◆ **TEXTO**:
◇ ◇ ◇ ◇ ◇

JUEGOS DE NIÑOS Y OTROS ENSAYOS DE ROBERT LOUIS STEVENSON

Por Juan Sierra Hernández*

Los subvalorados ensayos de Robert Louis Stevenson (1850) son, para cualquiera que se acerque a ellos por primera vez, un descubrimiento y una joya de lucidez: con un lenguaje sencillo, sin florilegios de ningún tipo, dicen verdades desconcertantes; verdades sin adornos inútiles, sin afectación alguna. En el libro titulado Juego de niños y otros ensayos, encontramos textos tan esclarecedores y vitales como Del enamorarse, Carta a un joven que se dispone abrazar la carrera del arte, Los libros que han influido en mí, Un periódico escolar, Caminatas y Apología del ocio.

◇ ◇ ◇ ◇ ◇

◆ **INFORMACIÓN MOSTRADA**:
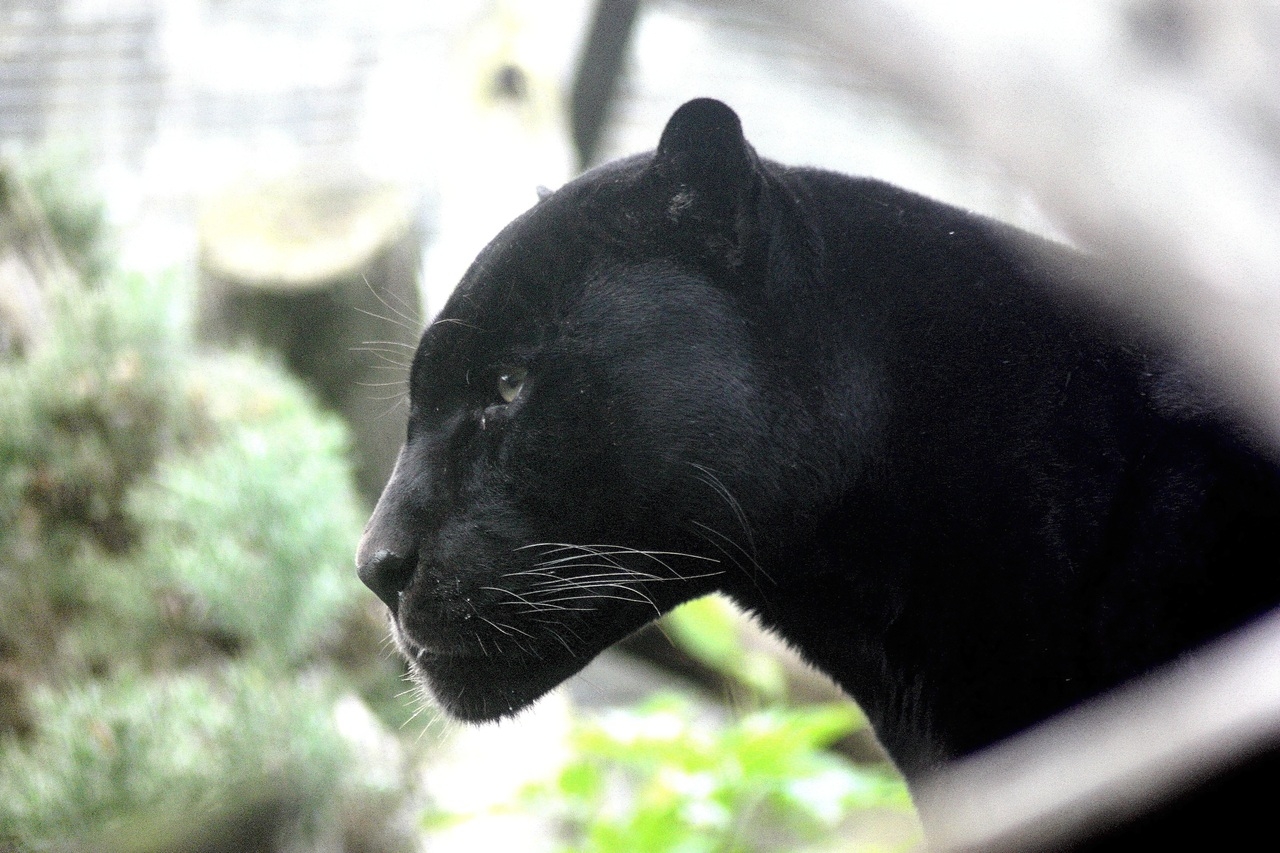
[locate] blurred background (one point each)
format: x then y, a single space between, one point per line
223 224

◇ ◇ ◇ ◇ ◇

◆ **OBJETIVO PLANTEADO A**: ¿Cómo es el lenguaje de los ensayos según el texto sobre los ensayos de Stevenson?
◆ **OBJETIVO PLANTEADO B**: Cita tal cual del texto sobre los ensayos de Stevenson el fragmento que comienza en las palabras "JUEGOS DE NIÑOS" y termina después de las palabras "Apología del ocio.".
◆ **OBJETIVO PLANTEADO C**: Escribe lo que sigue al texto sobre los ensayos de Stevenson, a partir de su última oración.

◆ **RESULTADO DEL EJERCICIO A**: Sencillo, sin florilegios de ningún tipo.

◆ **RESULTADO DEL EJERCICIO B**:
JUEGOS DE NIÑOS Y OTROS ENSAYOS DE ROBERT LOUIS STEVENSON

Por Juan Sierra Hernández*

Los subvalorados ensayos de Robert Louis Stevenson (1850) son, para cualquiera que se acerque a ellos por primera vez, un descubrimiento y una joya de lucidez: con un lenguaje sencillo, sin florilegios de ningún tipo, dicen verdades desconcertantes; verdades sin adornos inútiles, sin afectación alguna. En el libro titulado Juego de niños y otros ensayos, encontramos textos tan esclarecedores y vitales como Del enamorarse, Carta a un joven que se dispone abrazar la carrera del arte, Los libros que han influido en mí, Un periódico escolar, Caminatas y Apología del ocio.

◆ **RESULTADO DEL EJERCICIO C**:
Un ensayista (ese subvalorado fabricador de digresiones entre «la ciencia y el arte», de acuerdo a las palabras del poeta mexicano Gabriel Zaid) es un escritor que se mueve en la marginalidad de los géneros literarios y, en últimas, del pensamiento; hecho que lo descalifica ante los ojos de algunos críticos serios, pedantes y eruditos. Sin embargo, la voz de este escocés es inconfundible en una sociedad en donde pocos piensan por cuenta propia. Stevenson habla de temas juveniles sin caer en el conformismo y el lugar común. Tampoco utiliza un tono profesoral en sus reflexiones dirigidas a los niños de todas las épocas, pues él mismo, como lo recuerda Chesterton, recurrió a su propia infancia y tuvo como baluarte la simplicidad, vista como expresión de ardiente felicidad. Ahora bien, esa simplicidad no es, de modo alguno, ligereza o falta de profundidad; al contrario, es sinónimo de sabiduría, de esa que se le ofrece al hombre gratuitamente: existe, y eso es todo, así como la que nos prodiga la naturaleza.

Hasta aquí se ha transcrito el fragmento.